▸ Work instructions
Print the following lines word for word, leaving nothing out and changing nothing.

▸ Extracted records
══════════════════════════════
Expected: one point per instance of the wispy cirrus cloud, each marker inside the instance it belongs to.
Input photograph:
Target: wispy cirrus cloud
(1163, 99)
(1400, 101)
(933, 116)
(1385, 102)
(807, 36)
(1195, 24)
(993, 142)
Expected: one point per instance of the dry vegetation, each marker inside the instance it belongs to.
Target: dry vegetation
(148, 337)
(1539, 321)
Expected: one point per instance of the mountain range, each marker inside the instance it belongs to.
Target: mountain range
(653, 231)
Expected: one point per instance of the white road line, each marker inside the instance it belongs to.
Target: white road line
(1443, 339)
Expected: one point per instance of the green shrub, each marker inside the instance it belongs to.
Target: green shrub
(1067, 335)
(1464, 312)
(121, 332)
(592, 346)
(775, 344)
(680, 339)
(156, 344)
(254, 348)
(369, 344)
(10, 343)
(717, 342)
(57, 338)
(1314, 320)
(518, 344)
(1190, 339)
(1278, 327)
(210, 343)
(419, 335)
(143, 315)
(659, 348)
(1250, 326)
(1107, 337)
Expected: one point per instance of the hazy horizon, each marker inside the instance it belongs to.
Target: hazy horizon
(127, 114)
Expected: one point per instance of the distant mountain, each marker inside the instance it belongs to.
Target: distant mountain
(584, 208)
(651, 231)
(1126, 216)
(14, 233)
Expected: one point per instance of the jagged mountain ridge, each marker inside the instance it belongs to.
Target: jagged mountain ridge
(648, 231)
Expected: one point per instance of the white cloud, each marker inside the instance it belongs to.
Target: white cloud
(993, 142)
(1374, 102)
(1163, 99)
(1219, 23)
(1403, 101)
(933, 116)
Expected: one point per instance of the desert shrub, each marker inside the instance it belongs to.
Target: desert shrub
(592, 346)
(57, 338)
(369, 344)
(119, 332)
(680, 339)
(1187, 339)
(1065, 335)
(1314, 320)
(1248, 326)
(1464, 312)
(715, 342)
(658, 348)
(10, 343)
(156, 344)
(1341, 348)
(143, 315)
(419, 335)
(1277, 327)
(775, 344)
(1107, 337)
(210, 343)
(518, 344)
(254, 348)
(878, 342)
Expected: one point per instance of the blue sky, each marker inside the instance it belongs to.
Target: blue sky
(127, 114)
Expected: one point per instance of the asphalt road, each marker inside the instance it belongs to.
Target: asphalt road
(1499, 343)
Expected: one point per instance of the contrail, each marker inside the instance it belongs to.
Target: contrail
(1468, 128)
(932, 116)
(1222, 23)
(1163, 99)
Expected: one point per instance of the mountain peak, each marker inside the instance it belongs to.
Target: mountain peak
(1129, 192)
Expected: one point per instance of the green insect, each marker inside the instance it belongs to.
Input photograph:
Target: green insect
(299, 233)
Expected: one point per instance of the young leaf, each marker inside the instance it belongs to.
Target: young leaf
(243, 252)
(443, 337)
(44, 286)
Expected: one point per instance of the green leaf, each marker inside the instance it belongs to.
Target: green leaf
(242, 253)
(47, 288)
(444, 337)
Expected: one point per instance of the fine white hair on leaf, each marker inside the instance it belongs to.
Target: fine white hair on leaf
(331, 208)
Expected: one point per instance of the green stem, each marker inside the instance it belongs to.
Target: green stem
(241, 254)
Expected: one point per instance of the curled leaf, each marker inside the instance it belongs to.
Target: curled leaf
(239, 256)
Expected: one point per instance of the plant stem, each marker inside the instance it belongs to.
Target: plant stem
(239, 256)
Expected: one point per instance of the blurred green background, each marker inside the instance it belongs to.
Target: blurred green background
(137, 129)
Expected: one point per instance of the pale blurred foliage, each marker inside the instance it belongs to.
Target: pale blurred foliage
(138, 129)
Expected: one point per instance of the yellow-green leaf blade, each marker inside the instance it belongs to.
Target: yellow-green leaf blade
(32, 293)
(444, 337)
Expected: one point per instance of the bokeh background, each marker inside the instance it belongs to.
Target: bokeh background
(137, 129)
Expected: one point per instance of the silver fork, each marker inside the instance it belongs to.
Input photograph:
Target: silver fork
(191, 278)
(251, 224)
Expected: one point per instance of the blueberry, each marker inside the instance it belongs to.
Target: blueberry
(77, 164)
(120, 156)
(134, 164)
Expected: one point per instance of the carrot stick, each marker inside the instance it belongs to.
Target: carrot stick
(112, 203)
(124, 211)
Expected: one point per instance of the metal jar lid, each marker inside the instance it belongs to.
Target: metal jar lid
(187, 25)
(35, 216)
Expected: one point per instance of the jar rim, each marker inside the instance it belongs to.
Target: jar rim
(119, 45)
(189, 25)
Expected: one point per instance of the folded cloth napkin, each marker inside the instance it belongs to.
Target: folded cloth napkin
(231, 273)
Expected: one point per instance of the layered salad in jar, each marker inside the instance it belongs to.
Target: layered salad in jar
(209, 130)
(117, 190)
══════════════════════════════
▸ Reply
Expected: one point per instance of the wispy cirrus cloud, each marker inside the instance it belongs to.
Input photograph:
Target: wispy cirrus cloud
(1163, 99)
(1400, 101)
(933, 116)
(1385, 102)
(807, 36)
(1195, 24)
(993, 142)
Expected: one point per instance of the dry vegetation, each marker inside the instance it belongs to.
Target: dry vegetation
(148, 337)
(1539, 321)
Expected: one point per instance of the mountain range, each marker inside the instance it belongs to.
Target: mountain range
(653, 231)
Expected: one point per instance of the white road line, each marker inside the instance it belongs to.
Target: white road line
(1443, 339)
Expected: one point per instance of the green shrub, each marker inside the instance it belongs to.
Target: green shrub
(1067, 335)
(1464, 312)
(121, 332)
(592, 346)
(775, 344)
(680, 339)
(156, 344)
(254, 348)
(369, 344)
(10, 343)
(717, 342)
(57, 338)
(1314, 320)
(518, 344)
(1190, 339)
(1278, 327)
(210, 343)
(419, 335)
(143, 315)
(659, 348)
(1250, 326)
(1107, 337)
Expected: one point per instance of the hazy horizon, each marker inside the instance it belongs to.
Target: hazy horizon
(127, 114)
Expected: one point per instance of the distant mountain, each marker inside the instance it belongs to.
Target: distant mountain
(584, 208)
(651, 231)
(1126, 216)
(14, 233)
Expected: one point per instance of the jagged mountain ridge, each marker inside the instance it belongs to.
Target: jagged mountain ridge
(648, 231)
Expected: one point per instance of the white cloud, each marker inside the instance it belongs to.
Target: white cloud
(993, 142)
(1374, 102)
(1163, 99)
(1219, 23)
(1403, 101)
(933, 116)
Expected: one point per instance of the desert shrub, each marker inside the instance it belongs to.
Target: desert shrub
(592, 346)
(57, 338)
(369, 344)
(119, 332)
(680, 339)
(1187, 339)
(1065, 335)
(1314, 320)
(1248, 326)
(1464, 312)
(715, 342)
(658, 348)
(10, 343)
(156, 344)
(1341, 348)
(143, 315)
(419, 335)
(1277, 327)
(775, 344)
(1107, 337)
(210, 343)
(518, 344)
(254, 348)
(878, 342)
Expected: one point per instance of the blue sky, each marker inside the instance it belongs to.
Target: blue sky
(127, 114)
Expected: one point per instance of the asphalt road, each marker inside the instance it belongs to.
Target: asphalt road
(1499, 343)
Expected: one point per instance of the contrail, each marker inside the instance it belongs to.
Target: contrail
(1468, 128)
(932, 116)
(1222, 23)
(1163, 99)
Expected: one point per instance of the mountain peak, each marker inside the instance it belongs to.
Target: mountain peak
(1129, 192)
Expected: one point per instance of the green insect, each marker inside the instance it belongs to.
Input photograph:
Target: green insect
(299, 233)
Expected: one point per instance of the young leaf, each marker inside the instance it belongs to.
Target: young leaf
(243, 252)
(443, 337)
(44, 286)
Expected: one point per instance of the green leaf, each marker inside the instance it belongs to.
Target: green leaf
(242, 253)
(47, 288)
(444, 337)
Expected: one point per instance of the fine white hair on leaf, each marker inside the instance it belongs to.
Target: fine white hair on leaf
(331, 208)
Expected: one point per instance of the green stem, each marker inside the instance it belongs to.
Target: green stem
(241, 254)
Expected: one point per instance of the curled leaf, each marker inside the instance it belongs to.
Target: curled leaf
(239, 256)
Expected: one point per instance of the plant stem, each marker inside the instance it belongs to.
Target: plant stem
(239, 256)
Expected: one point per instance of the blurred green background, each marker inside the instance it belongs to.
Target: blurred green background
(137, 129)
Expected: one point per instance of the pale blurred foliage, each marker inside the instance it belongs to.
Target: pale blurred foliage
(138, 129)
Expected: one point per instance of the yellow-green leaf blade, each marker inside the instance it belongs to.
Target: yellow-green leaf blade
(32, 293)
(444, 337)
Expected: one point per instance of the bokeh background, each marker inside the instance it belongs to.
Target: bokeh background
(137, 129)
Expected: one point per instance of the silver fork, each marker inside the instance it belongs to.
Input photograph:
Target: silver fork
(191, 278)
(251, 224)
Expected: one point per instance of the blueberry, each marker inside the instance it belongs to.
Target: blueberry
(77, 164)
(120, 156)
(134, 164)
Expected: one point per instance of the carrot stick, each marker inside the instance it belongs to.
Target: carrot stick
(112, 203)
(124, 211)
Expected: one point per instance of the metal jar lid, each marker inside the instance it belongs to.
Target: metal jar lid
(187, 25)
(35, 216)
Expected: one point per instance of the jar rim, each marker inside the instance it belongs to.
Target: jar rim
(119, 45)
(189, 25)
Expected: one point per instance of the folded cloth napkin, each marker inside the instance it belongs to.
Target: folded cloth napkin
(231, 273)
Expected: one point per instance of the layered salad in jar, each marker inside the instance it belongs to.
Target: layered salad in jar
(209, 130)
(117, 190)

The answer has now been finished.